* **Text excerpt**
───

According to Hofstede, societies that score high on the Uncertainty avoidance (UA) dimension prefer to reduce uncertainty or ambiguity by relying on written or unwritten behavioral rules, formalization of organizational structure, and standardization of procedures. Societies low on the UA dimension, on the other hand, are more adaptable and tolerant of behavior and opinions that differ from their own. A high score on the Individualism (IND) index indicates that people are more concerned with themselves than with the group(s) to which they may belong. In contrast, a low score on the IND index characterizes the person seen as a whole only when considered in terms of an in-group affiliation. The group, not the individual, is regarded as the fundamental unit of society. A high score on the Masculinity (MASC) dimension is associated with competition and material success. On the other hand, a lower score is considered “feminine,” and is characterized by mentoring and achieving a higher quality of life. Acceptance of inequality and its institutionalization in hierarchies that place people in their “rightful” places characterize high-power distance (PD) societies. Low-PD societies, on the other hand, are distinguished by a norm
value that inequalities between people be minimized, and to the extent that hierarchies exist within a society and its organizations, they exist only for administrative convenience.

Hypothesis 1. The higher the UA in a country, the higher the level of tax evasion in that country.

Hypothesis 2. The higher the IND in a country, the lower the level of tax evasion in a country.

Hypothesis 3. There will be a significant relationship between MASC and the level of tax evasion in a

Hypothesis 4. The higher the PD in a country, the higher the level of tax evasion in a country

Dependent variable

A country’s shadow economy divided by its GDP serves as our proxy for tax evasion (TXEVAS). Schneider estimates the shadow economy (all market-based legal production of goods and services that is intentionally hidden from public authorities) for 145 developing, transition, and developed countries. As a result, the higher the value of
TXEVAS, the greater the extent of tax evasion in a given country.

Independent variables

The independent variables are measured using Hofstede’s UA, IND, MASC, and PD (1980). The multivariate analysis also included a control variable, LNGNP. LNGNP was calculated as the natural logarithm of a country’s GDP, as obtained from the World Bank (2002).

Hypothesis testing

The model is highly significant (F = 43.056, p.0001), and the independent variables account for a sizable proportion of the variation in the dependent variable (adjusted R2 of .585). The results for the primary variables of interest are the same whether the control variable (GNP per capita) is included in the model or not. In the model, there is a variable (GNP per capita). Hypothesis 1 predicted that higher UA is associated with higher levels of tax evasion across countries. Even after controlling for differences in economic development, the regression coefficient for UA is positive and significant (p.0001). As a result, we conclude that a higher UA is associated with a higher level of tax evasion.

───

* **Work to do**
(1) Answer these questions from the excerpt on cultural dimensions and tax evasion:
(a) What is a high score on the Masculinity dimension associated with?
(b) What serves as the proxy for tax evasion (TXEVAS)?
(c) What adjusted R2 does the model report?
(2) Pick up the excerpt on cultural dimensions and tax evasion after its final sentence and keep writing it.

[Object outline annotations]
───

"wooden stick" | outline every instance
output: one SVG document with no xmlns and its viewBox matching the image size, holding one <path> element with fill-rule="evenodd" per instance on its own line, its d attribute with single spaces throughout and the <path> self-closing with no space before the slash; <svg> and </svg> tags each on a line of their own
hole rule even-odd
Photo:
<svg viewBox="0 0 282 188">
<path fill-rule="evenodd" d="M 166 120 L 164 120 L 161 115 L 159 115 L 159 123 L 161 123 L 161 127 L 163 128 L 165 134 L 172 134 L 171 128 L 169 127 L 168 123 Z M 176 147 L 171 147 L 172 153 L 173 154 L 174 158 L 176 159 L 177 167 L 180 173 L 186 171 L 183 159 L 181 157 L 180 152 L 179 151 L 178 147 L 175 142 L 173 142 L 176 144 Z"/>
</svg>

───

* **Task results**
(1)
(a) Competition and material success.
(b) A country's shadow economy divided by its GDP.
(c) .585.

(2)
Hypothesis 2 predicted that lower IND is associated with higher levels of tax evasion across countries. IND has a negative and significant regression coefficient (p =.005). This finding supports Hypothesis 2 by indicating that lower (higher) IND is associated with higher (lower) tax evasion. Although no specific direction was proposed, Hypothesis 3 predicted that MASC is related to levels of tax evasion across countries. A significant relationship was discovered, as expected. MASC is moderately significant and has a negative relationship with levels of tax evasion across countries. As a result, Hypothesis 3 is supported.

Hypothesis 4 predicted that higher PD is associated with higher levels of tax evasion across countries. The regression coefficient for PD is positive and significant (p =.014), as expected. Higher PD is associated with higher levels of tax evasion across countries, supporting Hypothesis 4. A significant relationship exists between the level of economic development (LNGNP) and tax evasion levels across countries, according to the control variable. LNGNP has a negative and highly significant regression coefficient (p.0001). Thus, across countries, higher (lower) levels of economic development are associated with lower (higher) levels of tax evasion.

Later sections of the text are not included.